* **What is needed**
From the text below about Onion Collective's Petal Model, list every group of people it names as examples of those portrayed as dangerous for challenging the mainstream.

The revolution, it turns out, is boringly iterative

Jessica Prendergrast is part of Onion Collective, which undertook an experimental research project last year funded by the Joseph Roundtree Foundation. In this first of a series of four essays, Prendergrast explores new models for transforming systems beyond capitalism, ultimately coming up with a new three-part Ebbing/Evolving/Emerging model they name Onion Collective’s Petal Model of Regenerative Transition.
I like the emphasis on language and metaphor in shaping our understanding of change, as well as the potential for innovation at the periphery of society. It’s a hopeful piece, which is what we need in such times. I’ve included the image of the model which gives some examples, to aid with understanding.
At Onion Collective, positioned as we are in the ‘niche’, the further we delved into system transformation or replacement, the more conscious we became of how all these models, without fail, position the radical as outliers — trying to break in — rather than centre-ing them as dominant forces of change, reinforcing their radicalism as oddity. Whether unintentionally or a symptom of internalised capitalism, this seemed to reflect how anything which challenges the status quo is targeted as ‘radical’ or ‘extreme’. Rebecca Solnit explores this phenomenon in her extraordinary book, Hope in the Dark. She explains how those who are marginalised, especially when they try to push through to the centre, are often portrayed as dangerous and unsavoury, defamed and even criminalised. This was as true for civil rights activists, suffragettes, and abolitionists, as it is now with climate activists and post growth academics. They are portrayed as rabble on the fringe, somehow both naive (or swampy or woke depending on your era) and dangerous — a kind of system-level dismissal or sniggering at those suggesting an alternative to the mainstream, and one which feels particularly galling when that mainstream is creaking (burning, flooding, dying) under the weight of the damage it has created.
[…]
To reflect where the radical power for change really lies, as a starting point, we wanted to convey emerging and alternative futures practitioners less like oddities or outliers and more like a new beginning at the heart of the model. We wanted a model that better represented the viewpoint and power of all those under the waterline (whether in the global south or left-behind places) and that could begin to change what was ‘thinkable’. In the metaphorical battle for hearts and minds, we wanted to find a way to position the dominant but damaging paradigm as on the edge — a far more logical placement in the sense of the ‘extremeness’ of a position that is destroying itself and the planet. And, we put the alternative future in the centre of the action rather than the outskirts of possibility.

* **Extracted records**
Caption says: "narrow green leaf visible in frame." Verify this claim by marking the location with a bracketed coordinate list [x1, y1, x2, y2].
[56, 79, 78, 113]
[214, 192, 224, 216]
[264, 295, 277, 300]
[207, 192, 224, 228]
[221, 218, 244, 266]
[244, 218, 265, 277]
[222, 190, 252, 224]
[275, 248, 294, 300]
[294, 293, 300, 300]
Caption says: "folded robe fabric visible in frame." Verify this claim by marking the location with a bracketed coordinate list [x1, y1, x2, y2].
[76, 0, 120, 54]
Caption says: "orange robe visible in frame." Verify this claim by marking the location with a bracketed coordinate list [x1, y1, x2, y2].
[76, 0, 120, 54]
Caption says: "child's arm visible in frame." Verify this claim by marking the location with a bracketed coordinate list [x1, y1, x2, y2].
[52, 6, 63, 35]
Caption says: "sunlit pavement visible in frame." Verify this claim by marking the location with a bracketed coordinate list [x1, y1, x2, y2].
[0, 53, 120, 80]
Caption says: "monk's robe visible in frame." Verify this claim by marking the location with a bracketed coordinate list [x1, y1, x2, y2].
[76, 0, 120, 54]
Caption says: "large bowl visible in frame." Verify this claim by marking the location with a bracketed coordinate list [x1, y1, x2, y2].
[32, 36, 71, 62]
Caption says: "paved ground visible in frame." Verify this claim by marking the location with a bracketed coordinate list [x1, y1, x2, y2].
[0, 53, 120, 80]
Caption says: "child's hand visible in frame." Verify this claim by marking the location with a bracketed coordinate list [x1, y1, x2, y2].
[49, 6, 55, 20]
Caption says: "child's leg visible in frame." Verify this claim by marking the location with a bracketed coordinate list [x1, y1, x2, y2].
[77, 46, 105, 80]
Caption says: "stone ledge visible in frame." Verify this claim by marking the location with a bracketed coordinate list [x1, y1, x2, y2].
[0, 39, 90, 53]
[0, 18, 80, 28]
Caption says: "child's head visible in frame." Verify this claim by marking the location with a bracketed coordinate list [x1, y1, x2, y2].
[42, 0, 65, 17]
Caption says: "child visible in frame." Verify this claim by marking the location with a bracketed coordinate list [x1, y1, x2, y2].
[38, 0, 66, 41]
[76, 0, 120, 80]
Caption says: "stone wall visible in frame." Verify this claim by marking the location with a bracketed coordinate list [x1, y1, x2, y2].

* **Finished task**
- Civil rights activists
- Suffragettes
- Abolitionists
- Climate activists
- Post growth academics